Please answer these questions about the motor square root thread:
1. What formula does the original poster first use for the square root?
2. How does the first reply define the square root?
3. What call does the original poster end up using to get the behavior they want?

**DOCUMENT PASSAGE:**
**********

# Understanding the square root of a general motor

Hello! I discovered the wonderful world of geometric algebra a few months ago and recently started experimenting with using PGA to implement computer graphics and physics simulation. I’m a C++ programmer with a programming background but not a math background - my formal math education stops at undergrad calculus and linear algebra 101.

So far I have been able to use motors to transform a simulated object by making simple motors based on translations and rotation angles and then multiplying them. This seems to work well for now - I’m able to translate and rotate objects in a way that feels intuitive to me. Eventually I would like to be able to use motors directly rather than track the object’s position & rotation separately, but I’m not at that point yet.

The problem comes when I try to apply only half of the transformation. My understanding is that this should be equivalent to the motor’s square root - and indeed, when I calculate the square root of the simple translation and motors separately I end up translating/rotating the object by half of what the original motor does. But when I take the square root of the combined general motor, I get strange results. I apply rotation first, then translate, resulting in the object rotating about its own center. The full motor does this, but the square root of that motor mixes the translation and rotation components together such that the object does not rotate about its center - in fact, I can’t really understand what it is doing at all.

I’m using the following formula for the square root:

normalize( (1 + m)(1 + <m>[0] - (1/2)<m>[4]) )

And just to be sure, I also normalize the input motor beforehand, though my understanding is that this shouldn’t be necessary provided that I normalize the result.

At first I thought this to be a bug in my code, but then on a whim I decided to square the result motor and see what happens - and I do indeed end up with the original motor. I think that the square root is applying a bizarre screw motion that ends up being cancelled out when applied twice.

My question is: does the square root really do this? If so, and my code is correct, then how would I apply exactly half of a translation and half of a rotation at the same time?

Square root is defined as exp(log(x)/2)

Ah, okay, I should have started with that.

I ended up going ahead and implementing the exp and log functions, and they behave as I would expect them to. I’m not sure why my original square root ended up producing something that squared to the original motor (maybe there’s more than one square root and it found a different one?), but in any case, I can use pow(m, 0.5) and get the behavior that I want.

Thanks!

For algebras <6D, you can find an extensive writeup here : https://www.researchgate.net/publication/360528787_Normalization_Square_Roots_and_the_Exponential_and_Logarithmic_Maps_in_Geometric_Algebras_of_Less_than_6D

Here you can see the general idea behind there being two square roots.
The exp of half of the logarithm e^{\log R \over 2} will give you only one.

As the paper linked above explains, (using overline for normalisation), renormalizing \overline{1+R} does the same thing, but you have to be sure to use the correct norm. That is one based on \tilde R R, which is not always a scalar! (But it is for <6D always a Study number, which has an easy and well defined inverse and square root).

**********

Labeled area outline rows
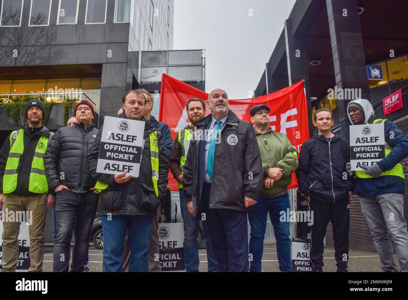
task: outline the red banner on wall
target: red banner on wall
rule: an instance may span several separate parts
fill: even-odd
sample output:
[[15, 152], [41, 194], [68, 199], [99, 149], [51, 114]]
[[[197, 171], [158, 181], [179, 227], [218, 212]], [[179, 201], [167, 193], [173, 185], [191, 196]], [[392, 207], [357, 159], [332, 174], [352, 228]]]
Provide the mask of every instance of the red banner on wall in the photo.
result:
[[401, 89], [383, 99], [384, 116], [404, 107], [402, 103], [402, 93]]
[[[228, 94], [228, 91], [226, 91]], [[163, 74], [162, 77], [160, 111], [159, 120], [170, 128], [173, 140], [179, 130], [190, 124], [186, 104], [190, 99], [200, 98], [204, 101], [208, 94], [186, 83]], [[255, 98], [233, 100], [229, 99], [230, 109], [241, 120], [251, 122], [249, 110], [258, 104], [263, 104], [271, 108], [269, 118], [274, 131], [287, 136], [297, 152], [303, 142], [309, 138], [307, 106], [302, 81], [275, 93]], [[206, 114], [211, 113], [208, 109]], [[169, 172], [169, 184], [172, 191], [177, 191], [177, 182]], [[297, 187], [294, 172], [289, 189]]]

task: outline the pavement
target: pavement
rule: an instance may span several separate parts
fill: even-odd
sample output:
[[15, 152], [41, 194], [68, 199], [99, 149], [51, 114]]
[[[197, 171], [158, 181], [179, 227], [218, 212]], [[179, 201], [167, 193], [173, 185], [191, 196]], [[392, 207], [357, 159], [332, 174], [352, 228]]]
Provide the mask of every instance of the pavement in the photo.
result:
[[[46, 247], [44, 254], [43, 270], [52, 272], [53, 266], [53, 248]], [[72, 247], [71, 247], [72, 254]], [[382, 272], [380, 265], [379, 257], [377, 252], [350, 250], [349, 252], [349, 272]], [[205, 249], [199, 250], [200, 264], [199, 271], [207, 271], [207, 254]], [[88, 267], [91, 272], [102, 272], [102, 250], [89, 248], [89, 262]], [[396, 255], [394, 259], [397, 266], [398, 259]], [[323, 254], [324, 267], [324, 272], [335, 272], [337, 269], [334, 258], [334, 249], [326, 248]], [[70, 263], [70, 265], [71, 263]], [[262, 272], [279, 272], [279, 264], [276, 254], [276, 244], [264, 245], [262, 258]]]

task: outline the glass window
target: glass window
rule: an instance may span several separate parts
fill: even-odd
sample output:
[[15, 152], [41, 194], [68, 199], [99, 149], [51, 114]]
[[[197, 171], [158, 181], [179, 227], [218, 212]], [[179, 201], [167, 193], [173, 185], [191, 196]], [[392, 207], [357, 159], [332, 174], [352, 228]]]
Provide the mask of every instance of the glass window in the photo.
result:
[[201, 64], [201, 50], [169, 51], [169, 64]]
[[147, 33], [147, 31], [145, 30], [144, 32], [144, 47], [142, 48], [142, 50], [146, 50], [148, 49], [149, 45], [148, 43], [149, 43], [149, 35]]
[[150, 93], [153, 97], [153, 108], [152, 109], [151, 115], [159, 115], [159, 110], [160, 108], [160, 93]]
[[29, 26], [47, 26], [49, 22], [51, 0], [31, 0]]
[[87, 0], [85, 23], [104, 23], [106, 5], [106, 0]]
[[131, 0], [116, 0], [115, 2], [115, 22], [130, 22]]
[[1, 7], [1, 26], [20, 26], [23, 0], [3, 0]]
[[142, 53], [142, 65], [166, 64], [165, 51], [144, 51]]
[[81, 80], [81, 88], [84, 89], [100, 89], [101, 80], [99, 78], [86, 78]]
[[141, 81], [161, 81], [162, 74], [166, 73], [165, 67], [145, 67], [141, 70]]
[[13, 80], [11, 93], [27, 94], [44, 93], [45, 80]]
[[78, 0], [60, 0], [58, 24], [76, 24], [78, 17]]
[[201, 66], [169, 67], [169, 75], [179, 80], [202, 80]]
[[390, 83], [408, 79], [408, 63], [406, 56], [396, 57], [387, 60], [387, 66]]
[[140, 31], [140, 37], [139, 40], [139, 45], [140, 46], [140, 50], [143, 51], [144, 50], [144, 23], [142, 22], [142, 30]]
[[[50, 79], [47, 80], [45, 84], [46, 91], [49, 91], [49, 93], [58, 92], [61, 89], [64, 89], [64, 92], [60, 91], [59, 92], [65, 92], [65, 89], [67, 91], [69, 90], [75, 89], [80, 88], [80, 80], [79, 78], [70, 78], [68, 79]], [[51, 90], [52, 90], [52, 91]]]

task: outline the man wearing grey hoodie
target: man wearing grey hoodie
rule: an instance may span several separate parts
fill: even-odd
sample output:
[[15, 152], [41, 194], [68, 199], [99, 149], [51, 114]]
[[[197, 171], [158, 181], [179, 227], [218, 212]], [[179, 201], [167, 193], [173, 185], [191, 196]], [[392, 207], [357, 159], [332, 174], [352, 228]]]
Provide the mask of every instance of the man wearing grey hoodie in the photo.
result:
[[[400, 162], [408, 156], [408, 138], [392, 122], [376, 119], [370, 102], [356, 99], [347, 106], [348, 117], [353, 125], [384, 124], [385, 157], [365, 171], [356, 171], [355, 193], [360, 196], [363, 214], [370, 227], [373, 242], [385, 271], [399, 271], [392, 257], [389, 231], [395, 243], [402, 272], [408, 272], [408, 232], [404, 217], [404, 176]], [[351, 175], [348, 163], [346, 169]]]

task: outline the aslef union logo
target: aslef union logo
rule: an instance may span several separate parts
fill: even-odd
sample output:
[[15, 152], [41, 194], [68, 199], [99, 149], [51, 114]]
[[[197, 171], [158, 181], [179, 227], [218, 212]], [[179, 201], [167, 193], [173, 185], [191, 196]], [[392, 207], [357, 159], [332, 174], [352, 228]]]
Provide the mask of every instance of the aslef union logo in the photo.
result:
[[130, 129], [130, 124], [127, 121], [121, 121], [118, 125], [118, 128], [122, 132], [126, 132]]
[[308, 243], [303, 243], [302, 244], [302, 249], [305, 251], [308, 251], [310, 250], [310, 244]]
[[170, 231], [166, 226], [162, 226], [159, 228], [159, 238], [160, 240], [165, 240], [170, 235]]
[[370, 126], [364, 126], [361, 130], [361, 133], [365, 136], [369, 136], [372, 131], [371, 127]]
[[227, 142], [232, 146], [236, 145], [238, 142], [238, 138], [235, 134], [230, 134], [227, 138]]
[[37, 144], [37, 147], [38, 147], [38, 149], [40, 150], [42, 150], [44, 149], [44, 147], [45, 147], [45, 145], [42, 142], [39, 142]]

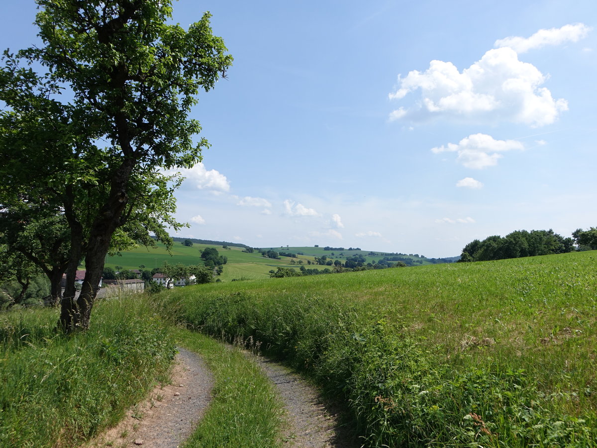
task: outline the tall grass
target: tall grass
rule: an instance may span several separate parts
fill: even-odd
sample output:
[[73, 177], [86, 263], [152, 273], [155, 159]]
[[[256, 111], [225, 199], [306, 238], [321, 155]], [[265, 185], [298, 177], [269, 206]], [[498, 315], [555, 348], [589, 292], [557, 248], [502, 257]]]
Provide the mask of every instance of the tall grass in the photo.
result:
[[370, 446], [589, 447], [597, 254], [202, 285], [180, 321], [343, 397]]
[[0, 446], [72, 447], [115, 424], [174, 354], [144, 299], [99, 302], [91, 329], [64, 336], [51, 310], [0, 317]]

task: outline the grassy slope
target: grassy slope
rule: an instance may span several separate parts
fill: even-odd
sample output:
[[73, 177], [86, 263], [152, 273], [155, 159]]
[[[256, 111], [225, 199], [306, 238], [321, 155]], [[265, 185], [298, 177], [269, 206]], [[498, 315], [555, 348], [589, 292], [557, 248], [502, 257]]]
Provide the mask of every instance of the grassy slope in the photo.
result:
[[201, 355], [215, 379], [212, 401], [185, 448], [281, 446], [282, 404], [259, 366], [202, 335], [177, 329], [176, 335]]
[[91, 328], [54, 331], [57, 310], [0, 316], [0, 446], [74, 447], [167, 381], [173, 340], [140, 297], [99, 302]]
[[[174, 243], [171, 253], [168, 253], [164, 245], [159, 244], [156, 248], [137, 247], [123, 252], [121, 256], [106, 257], [106, 266], [113, 268], [121, 266], [124, 269], [139, 269], [144, 265], [146, 269], [152, 269], [161, 266], [164, 262], [170, 264], [181, 263], [183, 265], [202, 264], [199, 250], [206, 247], [215, 247], [220, 255], [228, 257], [228, 262], [224, 266], [224, 272], [220, 278], [223, 281], [229, 281], [233, 278], [245, 278], [250, 280], [269, 278], [269, 271], [276, 270], [278, 266], [298, 268], [297, 265], [290, 264], [292, 259], [282, 257], [280, 260], [264, 258], [258, 253], [247, 253], [241, 247], [230, 246], [229, 249], [223, 249], [221, 246], [209, 244], [193, 244], [192, 247], [183, 246], [180, 243]], [[328, 254], [329, 255], [329, 254]], [[313, 256], [301, 256], [295, 261], [302, 259], [305, 265], [307, 260], [315, 260]], [[324, 269], [328, 266], [310, 266]]]
[[[272, 249], [273, 250], [275, 250], [278, 252], [280, 251], [282, 252], [291, 252], [292, 253], [302, 252], [305, 254], [306, 257], [310, 258], [311, 260], [313, 259], [313, 257], [321, 257], [325, 255], [328, 259], [331, 260], [340, 260], [341, 261], [343, 261], [344, 260], [346, 260], [347, 257], [352, 257], [353, 255], [361, 254], [365, 257], [367, 260], [367, 263], [370, 263], [374, 260], [377, 261], [383, 257], [384, 256], [388, 254], [386, 252], [381, 252], [376, 250], [349, 250], [347, 247], [345, 248], [346, 250], [324, 250], [323, 247], [314, 247], [312, 246], [264, 247], [262, 248]], [[374, 252], [376, 254], [369, 255], [369, 253], [371, 251]], [[332, 256], [333, 253], [334, 254], [333, 256]], [[341, 253], [343, 254], [340, 256]], [[433, 264], [427, 261], [426, 258], [416, 257], [414, 255], [411, 256], [410, 255], [407, 254], [399, 256], [402, 256], [405, 258], [411, 258], [413, 261], [421, 261], [421, 265]]]
[[597, 438], [597, 252], [168, 294], [180, 318], [253, 336], [342, 393], [371, 446]]

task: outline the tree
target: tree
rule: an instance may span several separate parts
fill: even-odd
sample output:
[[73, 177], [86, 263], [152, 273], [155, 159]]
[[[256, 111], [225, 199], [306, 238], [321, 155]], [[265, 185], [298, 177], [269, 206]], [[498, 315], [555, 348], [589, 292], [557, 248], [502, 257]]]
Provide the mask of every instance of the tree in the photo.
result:
[[101, 277], [104, 280], [115, 280], [116, 271], [113, 268], [106, 266], [101, 272]]
[[[164, 222], [180, 226], [172, 217], [180, 179], [162, 170], [201, 161], [208, 143], [194, 142], [200, 127], [187, 115], [232, 59], [212, 35], [208, 13], [187, 30], [167, 24], [170, 0], [37, 2], [44, 46], [5, 53], [0, 70], [0, 100], [8, 106], [0, 112], [1, 205], [32, 198], [66, 220], [59, 326], [69, 332], [89, 326], [114, 238], [147, 241], [150, 232], [167, 237]], [[49, 72], [38, 75], [30, 64]], [[60, 100], [64, 91], [72, 99]]]
[[579, 250], [597, 249], [597, 227], [591, 227], [584, 231], [577, 229], [573, 232], [572, 236]]

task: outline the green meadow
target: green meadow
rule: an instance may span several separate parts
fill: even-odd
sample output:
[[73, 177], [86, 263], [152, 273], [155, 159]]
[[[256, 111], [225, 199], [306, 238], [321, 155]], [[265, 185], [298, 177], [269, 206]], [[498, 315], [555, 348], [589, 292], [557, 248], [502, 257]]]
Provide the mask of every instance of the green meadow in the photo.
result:
[[340, 398], [366, 446], [595, 446], [596, 251], [163, 297], [180, 323], [259, 340]]
[[[224, 255], [228, 257], [228, 262], [224, 265], [224, 272], [218, 277], [222, 281], [230, 281], [233, 279], [268, 278], [271, 269], [275, 271], [279, 267], [298, 269], [298, 265], [291, 264], [291, 261], [293, 260], [295, 262], [302, 260], [306, 266], [307, 260], [313, 262], [315, 261], [315, 256], [320, 256], [310, 254], [307, 255], [307, 253], [305, 253], [306, 255], [298, 256], [296, 259], [281, 257], [281, 259], [276, 260], [264, 258], [259, 252], [253, 253], [243, 252], [242, 247], [229, 246], [229, 248], [224, 249], [221, 246], [196, 243], [191, 247], [187, 247], [183, 246], [179, 242], [175, 242], [170, 252], [165, 245], [158, 243], [156, 248], [140, 246], [122, 252], [120, 255], [107, 256], [106, 257], [106, 266], [112, 268], [120, 266], [123, 269], [139, 269], [139, 266], [143, 265], [145, 266], [145, 269], [151, 269], [153, 268], [159, 268], [164, 262], [170, 264], [181, 263], [187, 265], [202, 264], [203, 260], [201, 259], [199, 251], [207, 247], [216, 247], [220, 255]], [[280, 250], [288, 251], [281, 248]], [[324, 251], [323, 249], [321, 251]], [[329, 257], [330, 253], [328, 252], [327, 254]], [[310, 267], [323, 269], [329, 266]]]

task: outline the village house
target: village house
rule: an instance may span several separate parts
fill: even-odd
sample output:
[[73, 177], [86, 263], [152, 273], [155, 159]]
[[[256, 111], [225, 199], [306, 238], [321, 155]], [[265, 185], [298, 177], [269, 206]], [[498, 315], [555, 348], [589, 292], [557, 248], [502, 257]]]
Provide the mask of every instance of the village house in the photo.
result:
[[[81, 271], [76, 271], [76, 274], [75, 274], [75, 284], [78, 284], [79, 286], [82, 286], [83, 285], [83, 280], [85, 278], [85, 271], [84, 270], [81, 270]], [[101, 287], [102, 280], [103, 280], [103, 277], [101, 278], [100, 278], [100, 283], [97, 285], [97, 287], [98, 288], [101, 288]], [[60, 286], [63, 288], [66, 288], [66, 274], [62, 274], [62, 281], [61, 282]]]
[[174, 281], [174, 279], [167, 277], [161, 272], [156, 272], [153, 274], [153, 277], [152, 277], [152, 280], [156, 283], [163, 285], [167, 288], [173, 288], [175, 286], [185, 286], [187, 284], [193, 284], [196, 280], [196, 277], [195, 275], [190, 275], [188, 278], [180, 277]]

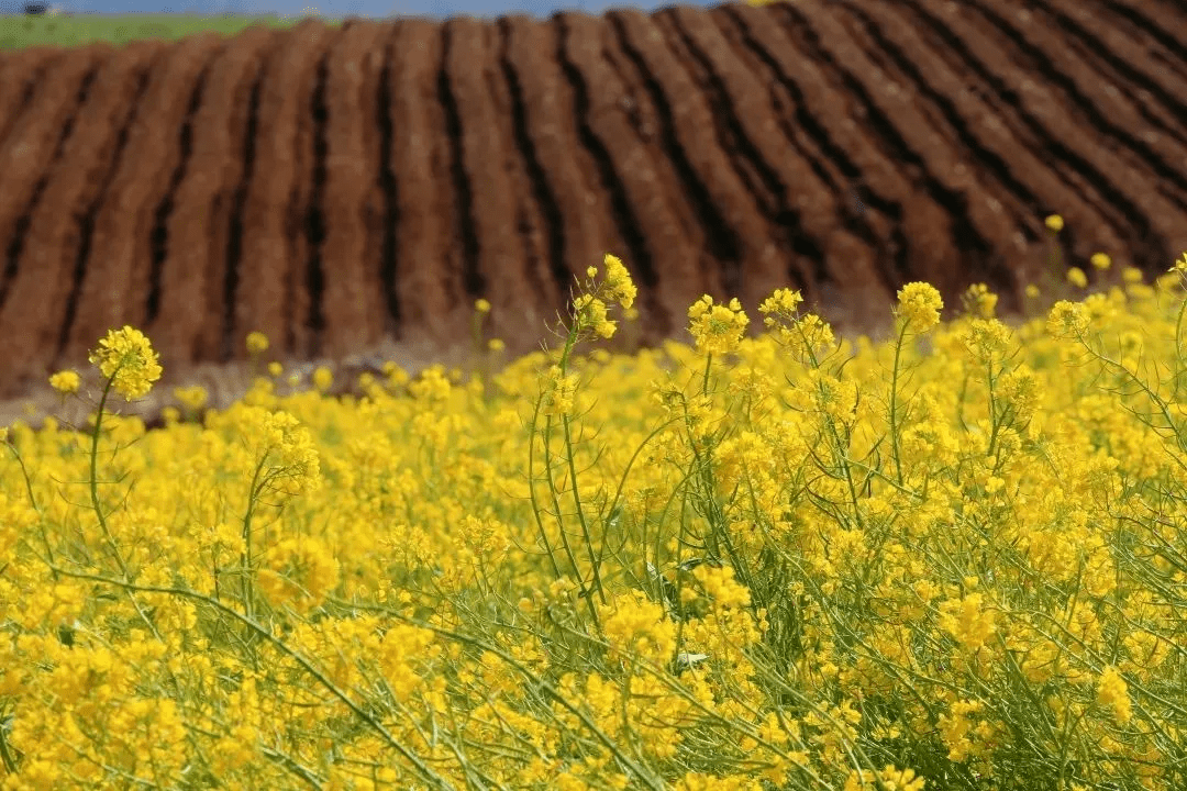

**********

**RESPONSE FOR THIS EXERCISE:**
1. normalize( (1 + m)(1 + <m>[0] - (1/2)<m>[4]) )
2. exp(log(x)/2)
3. pow(m, 0.5)